EXERCISE TEXT =
⁂
I know for me and my father, he was already the best at that point and he already had something about him that was special. I guess me and my father aren't the only ones to have felt that way.

Honestly, Imola '94 was as black a day as it gets for me. I quit watching F1 for about half a season before I could bring myself to it again. Believe me when I say there is nothing "blind" about it.

At that point he was "one of" the best, ever. Saying he was indeed the very best speaks to the bias of fandom. Sure he had a great ability to go incredibly fast almost anywhere but he was also arrogant and had a sense of self entitlement unlike anything ever seen in the sport. His movie did a superb job of portraying him as a victim but that was the point. That and vilifying his greatest rival of course. Interesting how in the movie the only testimony from his colleagues were the ones where they agreed. It is a well known fact that drivers in the field would intentionally yield positions to him out of fear that he would crash them out without giving it a 2nd thought. And boy was he ever a sore loser when his team did not produce the best car. Talk about a whiner.
⁂
AVAILABLE DATA =
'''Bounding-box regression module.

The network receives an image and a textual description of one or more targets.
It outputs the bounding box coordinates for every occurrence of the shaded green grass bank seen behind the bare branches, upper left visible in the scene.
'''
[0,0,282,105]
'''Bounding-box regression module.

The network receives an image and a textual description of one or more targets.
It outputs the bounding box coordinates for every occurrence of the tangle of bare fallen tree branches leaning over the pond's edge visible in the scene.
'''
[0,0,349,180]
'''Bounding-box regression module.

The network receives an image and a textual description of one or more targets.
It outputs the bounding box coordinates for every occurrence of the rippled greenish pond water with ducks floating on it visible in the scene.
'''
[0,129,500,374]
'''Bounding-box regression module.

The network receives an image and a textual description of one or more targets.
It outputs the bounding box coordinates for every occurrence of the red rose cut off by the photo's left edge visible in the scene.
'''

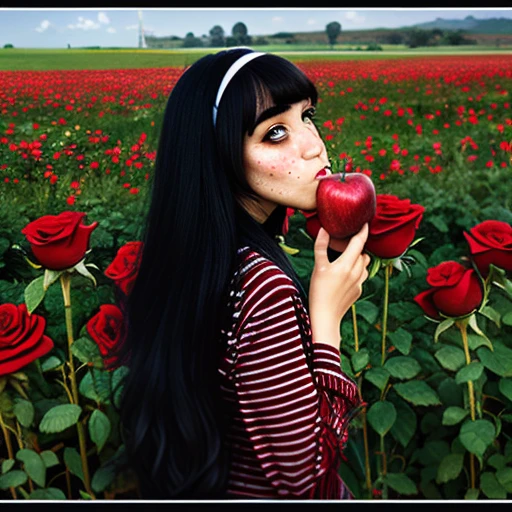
[0,303,53,375]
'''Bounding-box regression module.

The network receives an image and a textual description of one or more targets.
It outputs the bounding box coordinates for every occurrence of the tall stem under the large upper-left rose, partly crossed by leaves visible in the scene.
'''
[60,272,94,499]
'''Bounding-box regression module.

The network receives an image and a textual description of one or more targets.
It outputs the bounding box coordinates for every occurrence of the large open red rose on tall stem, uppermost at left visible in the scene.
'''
[21,212,98,270]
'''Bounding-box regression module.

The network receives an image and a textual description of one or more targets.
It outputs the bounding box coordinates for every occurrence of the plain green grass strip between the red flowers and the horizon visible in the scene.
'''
[0,45,512,71]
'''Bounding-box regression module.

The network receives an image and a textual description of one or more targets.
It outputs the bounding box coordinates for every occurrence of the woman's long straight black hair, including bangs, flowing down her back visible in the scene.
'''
[114,49,317,499]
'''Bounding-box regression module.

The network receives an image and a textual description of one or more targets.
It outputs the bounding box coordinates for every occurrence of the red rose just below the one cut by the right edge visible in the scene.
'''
[414,261,483,319]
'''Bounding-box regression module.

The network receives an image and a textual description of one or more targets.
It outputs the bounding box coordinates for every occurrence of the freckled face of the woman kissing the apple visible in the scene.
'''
[243,100,330,222]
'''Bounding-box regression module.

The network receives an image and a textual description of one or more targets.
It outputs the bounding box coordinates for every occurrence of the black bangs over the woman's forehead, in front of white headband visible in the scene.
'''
[232,54,318,135]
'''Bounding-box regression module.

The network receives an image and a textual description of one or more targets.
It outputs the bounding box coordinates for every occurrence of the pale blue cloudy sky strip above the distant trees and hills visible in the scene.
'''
[0,7,512,48]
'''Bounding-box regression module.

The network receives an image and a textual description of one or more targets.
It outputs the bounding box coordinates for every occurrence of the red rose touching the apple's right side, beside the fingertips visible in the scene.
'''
[365,194,425,259]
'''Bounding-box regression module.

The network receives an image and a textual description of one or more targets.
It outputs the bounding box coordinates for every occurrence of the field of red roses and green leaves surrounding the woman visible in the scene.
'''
[0,55,512,500]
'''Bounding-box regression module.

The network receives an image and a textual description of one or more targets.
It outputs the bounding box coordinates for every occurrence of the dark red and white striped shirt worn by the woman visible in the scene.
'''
[218,247,360,499]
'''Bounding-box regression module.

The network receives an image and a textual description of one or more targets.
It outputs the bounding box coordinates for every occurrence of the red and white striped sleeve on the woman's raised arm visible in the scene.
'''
[233,267,358,498]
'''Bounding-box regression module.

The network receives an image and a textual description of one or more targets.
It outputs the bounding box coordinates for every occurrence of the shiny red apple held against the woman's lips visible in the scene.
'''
[316,173,377,239]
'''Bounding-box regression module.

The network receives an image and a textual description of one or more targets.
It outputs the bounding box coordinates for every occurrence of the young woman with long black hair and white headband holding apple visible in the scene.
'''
[115,48,370,499]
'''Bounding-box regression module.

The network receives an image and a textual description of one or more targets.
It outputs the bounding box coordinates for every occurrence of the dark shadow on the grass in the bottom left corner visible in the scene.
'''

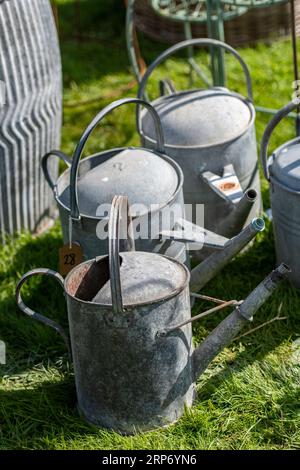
[0,377,85,449]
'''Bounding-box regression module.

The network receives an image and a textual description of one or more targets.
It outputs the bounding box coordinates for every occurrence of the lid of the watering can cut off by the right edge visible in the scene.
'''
[270,138,300,191]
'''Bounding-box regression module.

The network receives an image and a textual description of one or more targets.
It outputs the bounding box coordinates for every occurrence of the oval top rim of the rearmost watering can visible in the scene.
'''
[139,88,256,150]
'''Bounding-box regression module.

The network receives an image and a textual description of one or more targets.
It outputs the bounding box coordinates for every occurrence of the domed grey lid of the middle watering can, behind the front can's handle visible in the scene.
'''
[60,148,180,217]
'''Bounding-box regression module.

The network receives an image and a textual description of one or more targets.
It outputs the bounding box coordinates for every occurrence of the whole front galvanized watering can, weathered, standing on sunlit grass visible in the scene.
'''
[16,197,287,434]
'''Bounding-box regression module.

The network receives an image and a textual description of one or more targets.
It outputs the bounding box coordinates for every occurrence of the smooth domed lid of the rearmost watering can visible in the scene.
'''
[142,88,253,147]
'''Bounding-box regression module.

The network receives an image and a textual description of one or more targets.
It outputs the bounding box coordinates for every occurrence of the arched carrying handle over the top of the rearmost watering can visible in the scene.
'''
[138,39,253,104]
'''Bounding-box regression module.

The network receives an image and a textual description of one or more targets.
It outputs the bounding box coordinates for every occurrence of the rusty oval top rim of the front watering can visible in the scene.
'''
[64,251,190,314]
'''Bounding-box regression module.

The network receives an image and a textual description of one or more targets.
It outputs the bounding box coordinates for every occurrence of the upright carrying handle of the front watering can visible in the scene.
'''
[108,196,134,313]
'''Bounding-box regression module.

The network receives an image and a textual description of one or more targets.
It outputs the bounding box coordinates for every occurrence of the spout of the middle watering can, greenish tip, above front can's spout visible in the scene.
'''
[190,218,265,292]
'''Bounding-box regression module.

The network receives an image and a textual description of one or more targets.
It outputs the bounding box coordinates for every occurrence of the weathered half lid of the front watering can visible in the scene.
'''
[93,251,189,306]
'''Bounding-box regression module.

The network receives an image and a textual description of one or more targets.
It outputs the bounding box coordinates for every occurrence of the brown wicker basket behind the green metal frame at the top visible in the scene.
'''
[134,0,292,47]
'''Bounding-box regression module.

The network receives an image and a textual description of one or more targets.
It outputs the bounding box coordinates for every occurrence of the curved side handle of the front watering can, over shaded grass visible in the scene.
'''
[15,268,71,355]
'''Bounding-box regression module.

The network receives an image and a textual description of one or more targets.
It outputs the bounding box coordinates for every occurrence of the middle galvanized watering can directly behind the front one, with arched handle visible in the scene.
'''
[42,98,258,265]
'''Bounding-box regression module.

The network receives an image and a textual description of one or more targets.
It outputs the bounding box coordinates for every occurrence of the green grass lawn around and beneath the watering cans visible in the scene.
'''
[0,0,300,449]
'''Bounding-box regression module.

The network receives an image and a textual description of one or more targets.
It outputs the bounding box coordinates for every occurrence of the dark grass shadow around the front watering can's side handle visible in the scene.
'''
[0,226,68,375]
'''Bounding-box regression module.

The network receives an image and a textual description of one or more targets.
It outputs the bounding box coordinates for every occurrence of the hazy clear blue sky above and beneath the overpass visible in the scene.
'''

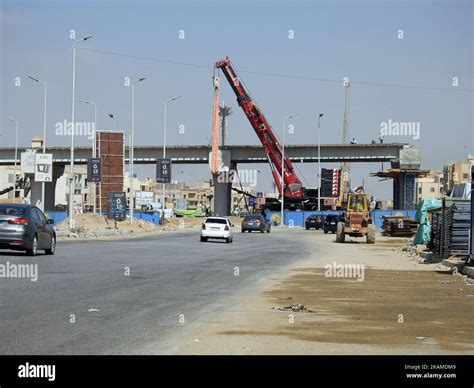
[0,0,474,197]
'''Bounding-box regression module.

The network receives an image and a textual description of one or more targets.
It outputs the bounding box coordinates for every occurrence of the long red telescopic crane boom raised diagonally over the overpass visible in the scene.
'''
[214,57,303,199]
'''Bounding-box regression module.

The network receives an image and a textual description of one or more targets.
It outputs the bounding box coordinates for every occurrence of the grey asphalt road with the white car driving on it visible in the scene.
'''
[0,229,314,354]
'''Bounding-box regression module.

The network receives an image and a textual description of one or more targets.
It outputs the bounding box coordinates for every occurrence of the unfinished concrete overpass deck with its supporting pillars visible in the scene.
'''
[0,143,415,215]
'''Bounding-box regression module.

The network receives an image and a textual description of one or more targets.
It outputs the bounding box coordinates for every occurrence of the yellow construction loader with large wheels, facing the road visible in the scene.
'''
[336,187,375,244]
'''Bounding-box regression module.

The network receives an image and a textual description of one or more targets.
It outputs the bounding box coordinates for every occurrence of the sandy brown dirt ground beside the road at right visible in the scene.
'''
[176,231,474,354]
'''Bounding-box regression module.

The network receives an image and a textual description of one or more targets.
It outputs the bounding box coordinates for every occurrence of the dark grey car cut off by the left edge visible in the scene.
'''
⁂
EXERCISE INSTRUCTIONS =
1. According to the F1 comments, how long did the writer stop watching F1 after Imola '94?
2. Reproduce the section of the F1 comments that starts with the words containing "I know for me" and ends with "felt that way.".
The entries have no connection to the F1 comments.

RESULTS =
1. About half a season.

2.
I know for me and my father, he was already the best at that point and he already had something about him that was special. I guess me and my father aren't the only ones to have felt that way.